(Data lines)
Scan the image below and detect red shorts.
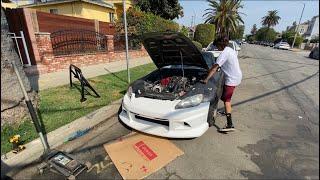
[221,85,236,102]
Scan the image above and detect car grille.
[135,115,169,127]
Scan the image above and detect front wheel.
[207,103,218,127]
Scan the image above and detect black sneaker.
[219,125,236,132]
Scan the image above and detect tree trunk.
[1,8,36,127]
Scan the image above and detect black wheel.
[207,102,218,127]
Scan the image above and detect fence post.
[20,31,31,66]
[105,35,114,52]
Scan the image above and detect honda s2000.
[119,32,224,138]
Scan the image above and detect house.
[304,16,319,40]
[18,0,132,22]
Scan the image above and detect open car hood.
[142,32,209,69]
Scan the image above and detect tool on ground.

[WHAT IS EXPECTED]
Rewrite every one of the items above, requests included, and scale each bounding-box coordinate in the answers by 0.55, rounding to whole numbers with halves rounded up. Leave the pictures out.

[EXPECTED ANSWER]
Scan the image below and detect red shorts.
[122,47,130,56]
Scan the image above and detect car grille.
[74,63,93,70]
Scan the image above and detect front wheel.
[114,57,120,70]
Scan the image above and detect black sneaker.
[120,69,130,73]
Scan the image above and detect tree trunk.
[1,4,20,70]
Scan the image above and detect black wheel.
[114,56,120,70]
Scan the image above and detect fence post.
[11,17,17,36]
[58,19,63,29]
Scan the image above and detect honda s2000.
[65,18,123,76]
Scan the image above and detect house.
[167,9,175,22]
[10,0,73,12]
Scan the image above and detect open car hood.
[78,18,115,38]
Scan the image above and detect tool on ground.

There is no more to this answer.